TASK OBJECTIVE: Can you copy word for word every line of the material from the one containing "outline green rubber boot, every instance" through the end, including both the first and the last line?
-----
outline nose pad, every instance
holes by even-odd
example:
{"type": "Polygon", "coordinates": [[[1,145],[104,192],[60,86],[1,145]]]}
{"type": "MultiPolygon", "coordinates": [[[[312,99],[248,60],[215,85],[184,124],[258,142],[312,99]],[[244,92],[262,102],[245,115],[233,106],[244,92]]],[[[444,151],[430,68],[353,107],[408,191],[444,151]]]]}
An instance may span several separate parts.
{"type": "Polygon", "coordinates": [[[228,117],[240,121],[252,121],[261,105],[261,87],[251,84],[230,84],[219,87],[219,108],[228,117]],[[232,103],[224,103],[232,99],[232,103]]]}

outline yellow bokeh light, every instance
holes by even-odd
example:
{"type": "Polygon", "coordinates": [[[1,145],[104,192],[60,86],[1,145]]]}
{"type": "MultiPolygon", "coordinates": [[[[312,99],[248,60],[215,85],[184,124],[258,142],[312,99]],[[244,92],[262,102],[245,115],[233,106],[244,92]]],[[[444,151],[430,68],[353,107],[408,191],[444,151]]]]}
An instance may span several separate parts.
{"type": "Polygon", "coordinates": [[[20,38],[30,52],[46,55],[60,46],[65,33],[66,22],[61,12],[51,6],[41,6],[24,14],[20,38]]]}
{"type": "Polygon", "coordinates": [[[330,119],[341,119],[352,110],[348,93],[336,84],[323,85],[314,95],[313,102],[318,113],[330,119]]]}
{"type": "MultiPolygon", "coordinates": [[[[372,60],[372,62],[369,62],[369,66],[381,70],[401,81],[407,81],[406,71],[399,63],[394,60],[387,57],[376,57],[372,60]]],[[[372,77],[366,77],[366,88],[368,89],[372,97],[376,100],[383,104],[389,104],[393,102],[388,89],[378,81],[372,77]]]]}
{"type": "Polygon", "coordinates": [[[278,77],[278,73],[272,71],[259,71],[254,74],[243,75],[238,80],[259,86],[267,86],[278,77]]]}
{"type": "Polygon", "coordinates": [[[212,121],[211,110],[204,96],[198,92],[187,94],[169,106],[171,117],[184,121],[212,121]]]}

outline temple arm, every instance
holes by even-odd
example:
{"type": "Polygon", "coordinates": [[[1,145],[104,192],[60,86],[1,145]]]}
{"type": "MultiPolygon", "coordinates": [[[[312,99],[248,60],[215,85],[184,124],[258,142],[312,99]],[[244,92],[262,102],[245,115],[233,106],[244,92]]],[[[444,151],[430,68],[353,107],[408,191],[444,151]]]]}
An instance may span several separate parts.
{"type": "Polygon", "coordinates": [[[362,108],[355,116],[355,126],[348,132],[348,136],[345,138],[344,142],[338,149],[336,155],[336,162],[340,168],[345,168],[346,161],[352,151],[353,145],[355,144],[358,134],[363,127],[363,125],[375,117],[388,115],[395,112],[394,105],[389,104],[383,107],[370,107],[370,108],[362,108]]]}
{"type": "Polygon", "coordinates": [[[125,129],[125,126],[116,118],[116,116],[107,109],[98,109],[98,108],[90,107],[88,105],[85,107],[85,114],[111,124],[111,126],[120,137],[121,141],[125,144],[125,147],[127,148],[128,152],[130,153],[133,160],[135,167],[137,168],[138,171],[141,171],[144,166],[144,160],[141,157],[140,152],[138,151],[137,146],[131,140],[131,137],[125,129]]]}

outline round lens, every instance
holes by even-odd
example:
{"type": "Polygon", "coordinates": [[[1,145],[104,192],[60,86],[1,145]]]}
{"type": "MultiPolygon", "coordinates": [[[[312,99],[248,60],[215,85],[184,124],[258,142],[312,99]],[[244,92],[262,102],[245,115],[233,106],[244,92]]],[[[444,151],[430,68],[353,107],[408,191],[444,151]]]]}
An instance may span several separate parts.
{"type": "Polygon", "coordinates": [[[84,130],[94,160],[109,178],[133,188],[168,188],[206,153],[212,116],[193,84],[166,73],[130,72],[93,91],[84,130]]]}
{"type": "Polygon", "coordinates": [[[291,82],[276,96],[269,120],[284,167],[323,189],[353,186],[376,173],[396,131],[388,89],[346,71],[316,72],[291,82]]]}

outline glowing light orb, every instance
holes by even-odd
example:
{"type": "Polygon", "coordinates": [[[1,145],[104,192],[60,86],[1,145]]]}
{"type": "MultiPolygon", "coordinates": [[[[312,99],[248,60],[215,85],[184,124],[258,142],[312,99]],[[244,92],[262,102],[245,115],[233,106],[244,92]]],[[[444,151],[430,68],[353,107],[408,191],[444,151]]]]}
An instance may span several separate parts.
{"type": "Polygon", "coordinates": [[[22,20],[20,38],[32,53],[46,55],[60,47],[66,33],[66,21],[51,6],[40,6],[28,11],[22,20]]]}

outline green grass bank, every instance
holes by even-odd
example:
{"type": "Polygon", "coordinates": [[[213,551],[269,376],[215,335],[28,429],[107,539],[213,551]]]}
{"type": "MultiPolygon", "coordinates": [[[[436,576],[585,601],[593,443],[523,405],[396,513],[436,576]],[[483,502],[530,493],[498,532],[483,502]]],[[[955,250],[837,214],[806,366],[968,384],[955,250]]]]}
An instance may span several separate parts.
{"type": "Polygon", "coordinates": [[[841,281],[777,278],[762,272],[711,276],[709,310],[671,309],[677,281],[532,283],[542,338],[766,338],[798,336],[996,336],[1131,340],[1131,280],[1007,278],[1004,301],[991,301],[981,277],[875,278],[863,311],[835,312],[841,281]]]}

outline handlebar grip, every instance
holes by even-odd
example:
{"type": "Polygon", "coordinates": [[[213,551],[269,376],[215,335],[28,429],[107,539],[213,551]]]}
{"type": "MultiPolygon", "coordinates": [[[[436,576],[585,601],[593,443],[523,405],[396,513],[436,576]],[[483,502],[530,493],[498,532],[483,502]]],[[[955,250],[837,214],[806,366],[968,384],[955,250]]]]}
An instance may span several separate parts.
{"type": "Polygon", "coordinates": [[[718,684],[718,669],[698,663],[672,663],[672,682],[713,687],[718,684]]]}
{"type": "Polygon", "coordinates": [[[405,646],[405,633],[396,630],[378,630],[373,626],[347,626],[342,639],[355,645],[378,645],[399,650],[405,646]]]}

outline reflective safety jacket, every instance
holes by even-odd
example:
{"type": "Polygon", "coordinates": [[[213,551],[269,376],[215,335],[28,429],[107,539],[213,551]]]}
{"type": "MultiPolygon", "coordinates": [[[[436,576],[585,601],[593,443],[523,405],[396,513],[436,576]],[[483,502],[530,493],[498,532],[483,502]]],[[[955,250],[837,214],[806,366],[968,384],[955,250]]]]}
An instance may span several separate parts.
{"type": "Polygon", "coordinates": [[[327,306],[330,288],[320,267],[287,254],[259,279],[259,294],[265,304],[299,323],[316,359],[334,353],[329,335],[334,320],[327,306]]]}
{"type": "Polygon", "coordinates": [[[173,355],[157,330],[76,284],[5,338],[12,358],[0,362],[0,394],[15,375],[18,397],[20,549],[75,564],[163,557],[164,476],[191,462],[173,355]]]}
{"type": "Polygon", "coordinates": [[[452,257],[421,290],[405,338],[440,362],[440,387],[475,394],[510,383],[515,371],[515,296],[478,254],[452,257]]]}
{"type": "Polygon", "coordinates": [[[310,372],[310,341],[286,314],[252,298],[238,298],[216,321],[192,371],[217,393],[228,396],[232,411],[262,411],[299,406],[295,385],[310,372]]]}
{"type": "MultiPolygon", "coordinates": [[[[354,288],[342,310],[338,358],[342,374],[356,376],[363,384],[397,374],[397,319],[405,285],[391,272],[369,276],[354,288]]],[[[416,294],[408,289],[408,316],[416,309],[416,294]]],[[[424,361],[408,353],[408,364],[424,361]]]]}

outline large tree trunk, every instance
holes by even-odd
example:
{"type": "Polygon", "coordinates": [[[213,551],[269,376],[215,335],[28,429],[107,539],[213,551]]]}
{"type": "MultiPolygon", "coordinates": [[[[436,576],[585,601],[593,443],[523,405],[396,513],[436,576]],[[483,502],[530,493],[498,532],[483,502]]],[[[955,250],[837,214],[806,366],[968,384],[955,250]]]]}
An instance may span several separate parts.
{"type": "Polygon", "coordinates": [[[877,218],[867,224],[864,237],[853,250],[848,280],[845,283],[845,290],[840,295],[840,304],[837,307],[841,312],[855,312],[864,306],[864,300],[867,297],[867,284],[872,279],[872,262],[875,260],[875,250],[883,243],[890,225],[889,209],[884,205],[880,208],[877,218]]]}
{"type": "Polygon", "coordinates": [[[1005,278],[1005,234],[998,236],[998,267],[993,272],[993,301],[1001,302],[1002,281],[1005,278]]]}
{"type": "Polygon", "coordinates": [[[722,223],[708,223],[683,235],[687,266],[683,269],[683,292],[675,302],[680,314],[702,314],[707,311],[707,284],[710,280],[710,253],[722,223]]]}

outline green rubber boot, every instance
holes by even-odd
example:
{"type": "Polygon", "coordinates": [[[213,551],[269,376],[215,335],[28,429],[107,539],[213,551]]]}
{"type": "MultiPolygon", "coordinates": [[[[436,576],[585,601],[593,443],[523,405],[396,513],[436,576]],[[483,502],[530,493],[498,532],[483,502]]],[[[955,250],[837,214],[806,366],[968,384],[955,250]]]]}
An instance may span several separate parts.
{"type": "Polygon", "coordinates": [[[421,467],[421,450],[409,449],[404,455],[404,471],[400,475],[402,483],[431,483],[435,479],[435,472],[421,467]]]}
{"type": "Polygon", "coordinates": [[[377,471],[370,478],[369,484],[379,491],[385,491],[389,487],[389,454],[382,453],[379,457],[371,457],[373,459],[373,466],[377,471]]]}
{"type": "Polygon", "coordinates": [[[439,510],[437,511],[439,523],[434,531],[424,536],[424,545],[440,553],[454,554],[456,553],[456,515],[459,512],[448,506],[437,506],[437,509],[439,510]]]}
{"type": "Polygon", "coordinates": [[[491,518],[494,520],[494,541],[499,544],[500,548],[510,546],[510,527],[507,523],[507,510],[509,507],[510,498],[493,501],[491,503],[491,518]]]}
-----
CORRECT OUTPUT:
outline green rubber boot, every instance
holes by even-odd
example:
{"type": "Polygon", "coordinates": [[[213,551],[269,376],[215,335],[28,429],[107,539],[213,551]]]}
{"type": "MultiPolygon", "coordinates": [[[[436,576],[585,601],[593,443],[523,405],[396,513],[436,576]],[[483,502],[530,493],[498,532],[483,502]]],[[[955,250],[837,214],[806,366],[968,384],[955,250]]]]}
An instance may span several separate parts.
{"type": "Polygon", "coordinates": [[[421,467],[421,450],[409,449],[404,455],[404,471],[400,475],[402,483],[431,483],[435,479],[435,472],[421,467]]]}
{"type": "Polygon", "coordinates": [[[377,471],[370,478],[369,484],[379,491],[385,491],[389,487],[389,454],[382,453],[379,457],[371,457],[373,459],[373,466],[377,471]]]}
{"type": "Polygon", "coordinates": [[[439,510],[437,511],[439,523],[434,531],[424,536],[424,545],[440,553],[454,554],[456,553],[456,515],[459,512],[448,506],[437,506],[437,509],[439,510]]]}
{"type": "Polygon", "coordinates": [[[491,518],[494,520],[494,541],[499,544],[500,548],[510,546],[510,527],[507,523],[507,510],[509,507],[510,498],[493,501],[491,503],[491,518]]]}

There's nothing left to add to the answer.